Exercise:
In the material below, quote the lines exactly, starting with the line that contains "[segment] striped fabric" and going on through the final line.

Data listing
====
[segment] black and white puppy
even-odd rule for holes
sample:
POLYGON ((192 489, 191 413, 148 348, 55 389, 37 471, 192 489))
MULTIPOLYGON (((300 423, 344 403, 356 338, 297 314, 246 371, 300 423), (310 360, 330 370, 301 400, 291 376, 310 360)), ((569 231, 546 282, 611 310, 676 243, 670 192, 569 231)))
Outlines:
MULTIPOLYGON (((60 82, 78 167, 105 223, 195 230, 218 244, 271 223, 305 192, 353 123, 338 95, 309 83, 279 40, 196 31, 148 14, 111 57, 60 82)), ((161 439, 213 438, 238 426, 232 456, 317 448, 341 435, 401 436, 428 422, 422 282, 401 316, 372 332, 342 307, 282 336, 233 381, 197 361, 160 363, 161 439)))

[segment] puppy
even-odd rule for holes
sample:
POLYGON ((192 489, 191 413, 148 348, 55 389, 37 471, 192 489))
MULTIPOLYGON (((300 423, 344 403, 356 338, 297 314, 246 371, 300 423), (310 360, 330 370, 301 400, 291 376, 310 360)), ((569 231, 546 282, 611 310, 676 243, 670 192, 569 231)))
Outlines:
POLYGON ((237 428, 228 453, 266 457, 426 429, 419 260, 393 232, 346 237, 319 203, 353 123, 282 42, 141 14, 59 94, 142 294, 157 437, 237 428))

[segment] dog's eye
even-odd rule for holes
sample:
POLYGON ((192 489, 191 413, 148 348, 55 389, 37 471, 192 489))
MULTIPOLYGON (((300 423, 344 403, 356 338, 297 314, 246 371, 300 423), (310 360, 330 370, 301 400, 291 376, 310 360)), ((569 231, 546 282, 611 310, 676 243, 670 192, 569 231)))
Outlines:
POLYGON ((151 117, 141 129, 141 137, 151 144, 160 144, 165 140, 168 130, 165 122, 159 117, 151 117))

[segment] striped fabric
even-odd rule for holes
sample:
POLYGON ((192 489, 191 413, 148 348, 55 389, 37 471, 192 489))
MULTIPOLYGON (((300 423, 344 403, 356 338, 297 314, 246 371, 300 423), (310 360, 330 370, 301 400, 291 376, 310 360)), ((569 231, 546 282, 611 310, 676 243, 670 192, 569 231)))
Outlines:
====
Answer to this problem:
[segment] striped fabric
even-odd rule for holes
sample:
POLYGON ((192 489, 191 413, 148 348, 55 389, 37 471, 192 489))
MULTIPOLYGON (((300 423, 344 403, 356 338, 297 314, 246 371, 300 423), (310 360, 330 370, 301 400, 291 376, 310 360)), ((569 231, 546 282, 611 310, 676 243, 670 192, 569 231)))
Outlines:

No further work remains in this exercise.